▶ _AANGELEVERDE TEKST_:

Het advies van de Afdeling advisering van de Raad van State wordt niet openbaar gemaakt,
omdat het zonder meer instemmend luidt / uitsluitend opmerkingen van redactionele
aard bevat (artikel 26, vijfde lid, van de Wet op de Raad van State)
Hieronder is opgenomen het nader rapport d.d. 24 juni 2014, aangeboden aan de Koning
door de Minister van Infrastructuur en Milieu.
Blijkens de mededeling van de Directeur van Uw kabinet van 1 mei 2014, nr. 2014000874,
machtigde Uwe Majesteit de Raad van State zijn advies inzake het bovenvermelde voorstel
van wet rechtstreeks aan mij te doen toekomen. Dit advies, gedateerd 11 juni 2014,
No. W14.14.0120/IV, bied ik U hierbij aan.
Het voorstel van wet geeft de Afdeling advisering van de Raad van State geen aanleiding
tot het maken van inhoudelijke opmerkingen. De Raad van State geeft U in overweging
het voorstel van wet te zenden aan de Tweede Kamer der Staten-Generaal.

▶ _GETOOND MATERIAAL_:
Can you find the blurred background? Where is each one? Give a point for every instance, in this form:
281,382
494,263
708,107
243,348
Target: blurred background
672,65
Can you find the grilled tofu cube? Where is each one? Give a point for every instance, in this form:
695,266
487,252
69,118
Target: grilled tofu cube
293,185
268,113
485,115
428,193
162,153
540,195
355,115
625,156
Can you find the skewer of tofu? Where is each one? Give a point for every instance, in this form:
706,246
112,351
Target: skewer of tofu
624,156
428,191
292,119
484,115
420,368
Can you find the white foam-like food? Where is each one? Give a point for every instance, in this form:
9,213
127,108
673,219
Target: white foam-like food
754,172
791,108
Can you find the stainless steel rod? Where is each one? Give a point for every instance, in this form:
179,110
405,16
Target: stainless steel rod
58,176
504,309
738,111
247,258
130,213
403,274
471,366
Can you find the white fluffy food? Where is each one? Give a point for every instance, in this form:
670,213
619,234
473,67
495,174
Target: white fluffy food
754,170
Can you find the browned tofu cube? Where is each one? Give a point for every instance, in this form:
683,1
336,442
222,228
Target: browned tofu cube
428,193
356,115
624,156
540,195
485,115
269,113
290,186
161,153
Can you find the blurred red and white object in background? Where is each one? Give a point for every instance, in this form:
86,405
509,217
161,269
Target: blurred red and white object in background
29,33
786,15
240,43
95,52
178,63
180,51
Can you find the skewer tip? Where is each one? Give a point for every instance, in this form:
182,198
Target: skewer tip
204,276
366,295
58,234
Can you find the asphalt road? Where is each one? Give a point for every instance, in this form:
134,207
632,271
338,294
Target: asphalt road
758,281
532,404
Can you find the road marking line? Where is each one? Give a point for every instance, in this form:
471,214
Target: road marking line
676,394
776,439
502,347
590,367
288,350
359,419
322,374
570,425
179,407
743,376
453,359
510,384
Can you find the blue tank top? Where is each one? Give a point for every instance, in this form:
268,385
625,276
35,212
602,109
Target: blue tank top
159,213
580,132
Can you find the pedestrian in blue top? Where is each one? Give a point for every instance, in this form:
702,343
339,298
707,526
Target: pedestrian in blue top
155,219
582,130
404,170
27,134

▶ _MET DEZE INFORMATIE_:
a: Beantwoord de volgende vragen over de tekst over het advies van de Raad van State.
(i) Op welke datum is het nader rapport gedateerd?
(ii) Welk nummer heeft het advies van de Raad van State?
(iii) Aan welke Kamer raadt de Raad van State aan het voorstel van wet te zenden?
b: Vervang in de tekst over het advies van de Raad van State "Koning" door "Koningin" en geef daarna het stuk van "Het advies van" tot en met "Infrastructuur en Milieu." opnieuw weer.
c: Noem alle volledige datums (dag, maand en jaar) die in de tekst over het advies van de Raad van State voorkomen.
Gebruik hiervoor alleen de tekst en niet de records.

▶ _OVERZICHT VAN OPLOSSINGEN_:
a:
(i) 24 juni 2014
(ii) No. W14.14.0120/IV
(iii) De Tweede Kamer der Staten-Generaal

b:
Het advies van de Afdeling advisering van de Raad van State wordt niet openbaar gemaakt,
omdat het zonder meer instemmend luidt / uitsluitend opmerkingen van redactionele
aard bevat (artikel 26, vijfde lid, van de Wet op de Raad van State)
Hieronder is opgenomen het nader rapport d.d. 24 juni 2014, aangeboden aan de Koningin
door de Minister van Infrastructuur en Milieu.

c:
24 juni 2014
1 mei 2014
11 juni 2014